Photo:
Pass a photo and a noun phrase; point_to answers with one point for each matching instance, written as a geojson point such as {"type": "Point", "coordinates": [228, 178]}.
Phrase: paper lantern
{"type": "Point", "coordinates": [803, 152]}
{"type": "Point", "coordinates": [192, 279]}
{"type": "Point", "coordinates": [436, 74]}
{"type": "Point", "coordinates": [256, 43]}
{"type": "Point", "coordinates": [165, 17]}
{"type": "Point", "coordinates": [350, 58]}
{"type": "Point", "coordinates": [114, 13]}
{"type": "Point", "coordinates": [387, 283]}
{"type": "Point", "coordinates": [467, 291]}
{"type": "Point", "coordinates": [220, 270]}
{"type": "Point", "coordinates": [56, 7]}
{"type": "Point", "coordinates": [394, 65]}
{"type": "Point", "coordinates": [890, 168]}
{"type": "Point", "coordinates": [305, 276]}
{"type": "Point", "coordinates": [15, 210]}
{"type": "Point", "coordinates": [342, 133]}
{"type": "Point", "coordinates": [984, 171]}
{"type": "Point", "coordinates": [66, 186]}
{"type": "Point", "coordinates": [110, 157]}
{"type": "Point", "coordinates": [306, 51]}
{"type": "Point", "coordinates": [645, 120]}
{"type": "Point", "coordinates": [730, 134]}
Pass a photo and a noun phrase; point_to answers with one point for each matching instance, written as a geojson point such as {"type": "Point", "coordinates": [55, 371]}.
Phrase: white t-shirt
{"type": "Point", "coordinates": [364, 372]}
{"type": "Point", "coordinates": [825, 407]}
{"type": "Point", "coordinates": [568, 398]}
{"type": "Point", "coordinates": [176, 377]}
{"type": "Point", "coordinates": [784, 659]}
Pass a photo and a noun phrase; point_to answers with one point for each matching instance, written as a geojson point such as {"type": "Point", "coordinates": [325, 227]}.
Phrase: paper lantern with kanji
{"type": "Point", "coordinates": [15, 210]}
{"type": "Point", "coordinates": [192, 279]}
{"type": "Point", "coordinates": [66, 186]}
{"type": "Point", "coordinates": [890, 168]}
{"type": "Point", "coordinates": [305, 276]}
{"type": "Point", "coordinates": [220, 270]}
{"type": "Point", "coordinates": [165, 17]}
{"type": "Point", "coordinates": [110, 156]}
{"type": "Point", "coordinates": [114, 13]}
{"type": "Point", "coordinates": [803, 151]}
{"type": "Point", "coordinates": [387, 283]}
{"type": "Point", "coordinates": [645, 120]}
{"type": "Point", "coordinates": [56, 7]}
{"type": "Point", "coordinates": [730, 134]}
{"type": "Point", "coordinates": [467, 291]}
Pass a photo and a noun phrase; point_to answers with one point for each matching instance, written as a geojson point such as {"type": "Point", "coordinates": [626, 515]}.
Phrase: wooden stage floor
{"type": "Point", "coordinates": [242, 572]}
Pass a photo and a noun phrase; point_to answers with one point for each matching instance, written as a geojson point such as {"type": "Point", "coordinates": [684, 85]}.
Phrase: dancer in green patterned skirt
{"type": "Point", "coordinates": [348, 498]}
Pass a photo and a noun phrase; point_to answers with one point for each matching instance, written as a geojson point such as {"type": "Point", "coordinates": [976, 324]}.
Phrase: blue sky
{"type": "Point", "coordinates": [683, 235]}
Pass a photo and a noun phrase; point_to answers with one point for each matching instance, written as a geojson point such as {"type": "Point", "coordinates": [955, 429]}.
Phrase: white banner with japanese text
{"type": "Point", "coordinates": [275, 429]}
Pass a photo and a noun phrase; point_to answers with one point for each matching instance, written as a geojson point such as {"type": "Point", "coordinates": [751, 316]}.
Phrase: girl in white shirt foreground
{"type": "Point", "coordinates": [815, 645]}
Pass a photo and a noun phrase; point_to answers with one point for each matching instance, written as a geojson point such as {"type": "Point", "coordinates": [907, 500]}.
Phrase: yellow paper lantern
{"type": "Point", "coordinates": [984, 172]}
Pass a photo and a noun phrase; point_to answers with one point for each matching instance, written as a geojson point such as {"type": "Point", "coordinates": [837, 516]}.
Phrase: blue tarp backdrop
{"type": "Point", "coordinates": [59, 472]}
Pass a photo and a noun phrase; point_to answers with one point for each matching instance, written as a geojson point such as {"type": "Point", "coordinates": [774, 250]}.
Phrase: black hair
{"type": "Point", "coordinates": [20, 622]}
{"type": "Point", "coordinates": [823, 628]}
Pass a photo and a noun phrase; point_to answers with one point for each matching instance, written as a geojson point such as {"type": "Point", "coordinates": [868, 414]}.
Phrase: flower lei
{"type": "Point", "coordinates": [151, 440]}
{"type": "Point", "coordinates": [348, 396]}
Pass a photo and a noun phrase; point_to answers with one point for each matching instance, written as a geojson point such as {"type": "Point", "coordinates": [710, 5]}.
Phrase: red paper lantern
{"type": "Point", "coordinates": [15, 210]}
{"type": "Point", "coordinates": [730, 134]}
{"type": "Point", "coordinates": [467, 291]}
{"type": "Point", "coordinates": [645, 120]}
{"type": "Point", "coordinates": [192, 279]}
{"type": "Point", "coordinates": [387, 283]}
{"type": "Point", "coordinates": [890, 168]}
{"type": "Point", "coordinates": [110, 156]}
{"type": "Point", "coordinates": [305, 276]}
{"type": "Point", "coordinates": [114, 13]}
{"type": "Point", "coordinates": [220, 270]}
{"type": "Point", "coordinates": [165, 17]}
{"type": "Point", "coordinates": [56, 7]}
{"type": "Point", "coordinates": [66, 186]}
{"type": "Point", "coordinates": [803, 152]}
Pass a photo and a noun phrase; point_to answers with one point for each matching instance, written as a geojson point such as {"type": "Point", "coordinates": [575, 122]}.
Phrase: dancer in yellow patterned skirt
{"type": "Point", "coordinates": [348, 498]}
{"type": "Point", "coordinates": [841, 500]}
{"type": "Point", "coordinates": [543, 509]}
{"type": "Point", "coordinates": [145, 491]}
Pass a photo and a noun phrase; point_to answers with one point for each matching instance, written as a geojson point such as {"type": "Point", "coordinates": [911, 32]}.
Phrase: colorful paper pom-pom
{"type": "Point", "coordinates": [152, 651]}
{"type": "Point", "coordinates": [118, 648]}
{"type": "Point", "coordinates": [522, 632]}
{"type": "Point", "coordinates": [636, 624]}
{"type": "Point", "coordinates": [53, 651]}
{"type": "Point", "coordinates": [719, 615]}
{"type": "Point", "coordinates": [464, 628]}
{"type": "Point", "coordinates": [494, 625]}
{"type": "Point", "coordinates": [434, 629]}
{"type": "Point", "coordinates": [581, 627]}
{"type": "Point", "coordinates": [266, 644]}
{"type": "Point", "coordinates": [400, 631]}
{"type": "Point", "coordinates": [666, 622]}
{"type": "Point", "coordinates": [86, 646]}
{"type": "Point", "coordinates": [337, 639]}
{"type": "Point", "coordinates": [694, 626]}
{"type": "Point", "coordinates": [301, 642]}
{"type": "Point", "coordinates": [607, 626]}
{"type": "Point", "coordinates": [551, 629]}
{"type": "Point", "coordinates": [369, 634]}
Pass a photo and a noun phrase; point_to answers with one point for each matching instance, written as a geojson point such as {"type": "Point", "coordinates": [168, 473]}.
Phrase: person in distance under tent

- - - - - - -

§ **What you should do**
Retype the data exactly as given.

§ **Output of the task**
Photo:
Pass a photo and a noun phrase; point_to answers with one point for each matching instance, written as a geojson point such as {"type": "Point", "coordinates": [228, 178]}.
Phrase: paper lantern
{"type": "Point", "coordinates": [803, 152]}
{"type": "Point", "coordinates": [192, 279]}
{"type": "Point", "coordinates": [436, 74]}
{"type": "Point", "coordinates": [256, 43]}
{"type": "Point", "coordinates": [165, 17]}
{"type": "Point", "coordinates": [350, 58]}
{"type": "Point", "coordinates": [114, 13]}
{"type": "Point", "coordinates": [387, 283]}
{"type": "Point", "coordinates": [467, 291]}
{"type": "Point", "coordinates": [220, 270]}
{"type": "Point", "coordinates": [56, 7]}
{"type": "Point", "coordinates": [394, 65]}
{"type": "Point", "coordinates": [890, 168]}
{"type": "Point", "coordinates": [305, 276]}
{"type": "Point", "coordinates": [15, 210]}
{"type": "Point", "coordinates": [342, 133]}
{"type": "Point", "coordinates": [984, 171]}
{"type": "Point", "coordinates": [66, 186]}
{"type": "Point", "coordinates": [110, 157]}
{"type": "Point", "coordinates": [306, 51]}
{"type": "Point", "coordinates": [645, 120]}
{"type": "Point", "coordinates": [730, 134]}
Pass a photo and a noun phrase; point_to answers with one point for each matching instance, written as a geojson point such as {"type": "Point", "coordinates": [55, 371]}.
Phrase: white t-shirt
{"type": "Point", "coordinates": [364, 372]}
{"type": "Point", "coordinates": [825, 407]}
{"type": "Point", "coordinates": [568, 398]}
{"type": "Point", "coordinates": [176, 377]}
{"type": "Point", "coordinates": [784, 659]}
Pass a photo and a noun phrase; point_to answers with one point for each matching instance, written as a geojson point such as {"type": "Point", "coordinates": [325, 227]}.
Phrase: paper lantern with kanji
{"type": "Point", "coordinates": [15, 210]}
{"type": "Point", "coordinates": [192, 279]}
{"type": "Point", "coordinates": [66, 186]}
{"type": "Point", "coordinates": [890, 168]}
{"type": "Point", "coordinates": [305, 276]}
{"type": "Point", "coordinates": [220, 270]}
{"type": "Point", "coordinates": [165, 17]}
{"type": "Point", "coordinates": [110, 156]}
{"type": "Point", "coordinates": [114, 13]}
{"type": "Point", "coordinates": [803, 151]}
{"type": "Point", "coordinates": [387, 283]}
{"type": "Point", "coordinates": [645, 120]}
{"type": "Point", "coordinates": [56, 7]}
{"type": "Point", "coordinates": [730, 134]}
{"type": "Point", "coordinates": [467, 291]}
Pass a photo and a noun phrase; point_to answers with one point for each matching instance, written as a geojson point such as {"type": "Point", "coordinates": [626, 515]}.
Phrase: wooden stage floor
{"type": "Point", "coordinates": [242, 572]}
Pass a photo and a noun phrase; point_to answers with one point for each matching instance, written as a geojson point such as {"type": "Point", "coordinates": [684, 85]}.
Phrase: dancer in green patterned skirt
{"type": "Point", "coordinates": [348, 498]}
Pass a photo and a noun phrase; point_to answers with one point for each matching instance, written as a geojson point such as {"type": "Point", "coordinates": [976, 324]}.
Phrase: blue sky
{"type": "Point", "coordinates": [683, 235]}
Pass a photo and a noun phrase; point_to answers with one point for each matching instance, written as a geojson point such as {"type": "Point", "coordinates": [955, 429]}.
Phrase: white banner with japanese text
{"type": "Point", "coordinates": [275, 429]}
Pass a photo and a noun phrase; point_to answers with one point for each matching instance, written as a geojson point such as {"type": "Point", "coordinates": [751, 316]}.
Phrase: girl in white shirt foreground
{"type": "Point", "coordinates": [815, 645]}
Pass a photo and a noun phrase; point_to answers with one point for each matching instance, written as a geojson point such as {"type": "Point", "coordinates": [907, 500]}.
Phrase: yellow paper lantern
{"type": "Point", "coordinates": [984, 172]}
Pass a photo and a noun phrase; point_to answers with one point for each matching instance, written as a geojson point such as {"type": "Point", "coordinates": [837, 516]}.
Phrase: blue tarp backdrop
{"type": "Point", "coordinates": [59, 472]}
Pass a photo and a noun phrase; point_to answers with one point for each matching instance, written as a geojson point such as {"type": "Point", "coordinates": [774, 250]}.
Phrase: black hair
{"type": "Point", "coordinates": [20, 622]}
{"type": "Point", "coordinates": [823, 628]}
Pass a photo and a noun phrase; point_to answers with one point for each matching instance, written as a geojson point such as {"type": "Point", "coordinates": [868, 414]}.
Phrase: flower lei
{"type": "Point", "coordinates": [151, 440]}
{"type": "Point", "coordinates": [348, 396]}
Pass a photo and a noun phrase; point_to answers with one point for each matching instance, written as a geojson point such as {"type": "Point", "coordinates": [710, 5]}.
Phrase: red paper lantern
{"type": "Point", "coordinates": [15, 210]}
{"type": "Point", "coordinates": [730, 134]}
{"type": "Point", "coordinates": [467, 291]}
{"type": "Point", "coordinates": [645, 120]}
{"type": "Point", "coordinates": [192, 279]}
{"type": "Point", "coordinates": [387, 283]}
{"type": "Point", "coordinates": [890, 168]}
{"type": "Point", "coordinates": [110, 156]}
{"type": "Point", "coordinates": [305, 276]}
{"type": "Point", "coordinates": [114, 13]}
{"type": "Point", "coordinates": [220, 270]}
{"type": "Point", "coordinates": [165, 17]}
{"type": "Point", "coordinates": [56, 7]}
{"type": "Point", "coordinates": [66, 186]}
{"type": "Point", "coordinates": [803, 152]}
Pass a photo and a noun phrase; point_to answers with one point for each matching instance, written as a geojson point such as {"type": "Point", "coordinates": [575, 122]}.
Phrase: dancer in yellow patterned skirt
{"type": "Point", "coordinates": [348, 498]}
{"type": "Point", "coordinates": [841, 500]}
{"type": "Point", "coordinates": [543, 509]}
{"type": "Point", "coordinates": [145, 491]}
Pass a photo and a noun phrase; point_to answers with one point for each matching instance, written as a geojson point such as {"type": "Point", "coordinates": [911, 32]}.
Phrase: colorful paper pom-pom
{"type": "Point", "coordinates": [152, 651]}
{"type": "Point", "coordinates": [118, 648]}
{"type": "Point", "coordinates": [522, 632]}
{"type": "Point", "coordinates": [636, 624]}
{"type": "Point", "coordinates": [53, 651]}
{"type": "Point", "coordinates": [719, 615]}
{"type": "Point", "coordinates": [464, 628]}
{"type": "Point", "coordinates": [494, 625]}
{"type": "Point", "coordinates": [434, 629]}
{"type": "Point", "coordinates": [581, 627]}
{"type": "Point", "coordinates": [266, 644]}
{"type": "Point", "coordinates": [400, 631]}
{"type": "Point", "coordinates": [666, 622]}
{"type": "Point", "coordinates": [86, 646]}
{"type": "Point", "coordinates": [337, 639]}
{"type": "Point", "coordinates": [694, 626]}
{"type": "Point", "coordinates": [301, 642]}
{"type": "Point", "coordinates": [607, 626]}
{"type": "Point", "coordinates": [551, 629]}
{"type": "Point", "coordinates": [369, 634]}
Pass a photo and a noun phrase; point_to answers with one point for each matching instance, written as a geojson point such as {"type": "Point", "coordinates": [168, 473]}.
Phrase: person in distance under tent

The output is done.